* **Problem requirements**: Transcribe the description of No. 8 Clarence Avenue below word for word, keeping every sentence, figure, and punctuation mark unchanged.

* **Text segment**:

* Start *

No. 8 Clarence Avenue is a mid-terrace, two-bay, three-storey red-brick townhouse in the Arts and Crafts style, built in 1900 to designs by Robert Eccles Buchanan, a local architect and civil engineer who was active in Londonderry between 1887 and the 1920s. It sits on the north side of Clarence Avenue within the Magee Conservation Area, in the townland of Edenballymore, and forms part of a unified terrace of eleven similar houses that step down the hill towards the river (Nos. 2–22 Clarence Avenue). The avenue itself was laid out in 1897 and named in memory of Prince Albert Victor, the last Duke of Clarence and son of King Edward VII, who died in 1892 aged 28. The southern terrace (Nos. 1–17) was built in 1899–1900, while this northern terrace was erected in 1900. Buchanan's authorship is confirmed by a report in the Irish Builder of 15 January 1900.

* End *

* **Provided records**:
* Start *

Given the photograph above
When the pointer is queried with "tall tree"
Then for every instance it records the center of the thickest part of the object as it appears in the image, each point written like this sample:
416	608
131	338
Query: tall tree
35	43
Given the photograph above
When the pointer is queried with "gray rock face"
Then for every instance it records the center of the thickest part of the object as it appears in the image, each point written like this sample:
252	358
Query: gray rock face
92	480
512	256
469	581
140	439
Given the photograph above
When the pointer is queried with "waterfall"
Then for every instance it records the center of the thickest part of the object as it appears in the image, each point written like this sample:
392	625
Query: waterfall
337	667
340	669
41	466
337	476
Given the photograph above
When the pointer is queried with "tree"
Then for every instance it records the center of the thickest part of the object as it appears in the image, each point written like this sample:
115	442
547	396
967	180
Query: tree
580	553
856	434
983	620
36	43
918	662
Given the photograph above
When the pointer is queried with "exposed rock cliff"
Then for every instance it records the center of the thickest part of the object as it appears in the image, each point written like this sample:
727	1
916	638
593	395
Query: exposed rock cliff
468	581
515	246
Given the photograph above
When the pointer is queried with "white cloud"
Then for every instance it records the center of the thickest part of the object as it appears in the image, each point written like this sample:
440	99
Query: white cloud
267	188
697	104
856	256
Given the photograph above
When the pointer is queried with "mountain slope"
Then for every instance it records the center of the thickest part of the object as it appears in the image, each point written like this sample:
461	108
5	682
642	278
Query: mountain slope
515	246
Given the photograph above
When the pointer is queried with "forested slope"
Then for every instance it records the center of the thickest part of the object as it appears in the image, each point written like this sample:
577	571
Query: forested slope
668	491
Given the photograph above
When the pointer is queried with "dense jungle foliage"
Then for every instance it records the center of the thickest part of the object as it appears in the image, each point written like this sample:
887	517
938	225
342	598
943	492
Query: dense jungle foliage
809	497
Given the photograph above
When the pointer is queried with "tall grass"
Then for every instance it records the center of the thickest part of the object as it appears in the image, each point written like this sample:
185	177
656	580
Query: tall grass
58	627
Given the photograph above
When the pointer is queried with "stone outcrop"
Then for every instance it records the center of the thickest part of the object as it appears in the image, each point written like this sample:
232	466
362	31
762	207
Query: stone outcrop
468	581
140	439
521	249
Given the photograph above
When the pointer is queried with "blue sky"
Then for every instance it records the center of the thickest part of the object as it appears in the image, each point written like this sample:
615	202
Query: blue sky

* End *

* **Output of the exercise**:
No. 8 Clarence Avenue is a mid-terrace, two-bay, three-storey red-brick townhouse in the Arts and Crafts style, built in 1900 to designs by Robert Eccles Buchanan, a local architect and civil engineer who was active in Londonderry between 1887 and the 1920s. It sits on the north side of Clarence Avenue within the Magee Conservation Area, in the townland of Edenballymore, and forms part of a unified terrace of eleven similar houses that step down the hill towards the river (Nos. 2–22 Clarence Avenue). The avenue itself was laid out in 1897 and named in memory of Prince Albert Victor, the last Duke of Clarence and son of King Edward VII, who died in 1892 aged 28. The southern terrace (Nos. 1–17) was built in 1899–1900, while this northern terrace was erected in 1900. Buchanan's authorship is confirmed by a report in the Irish Builder of 15 January 1900.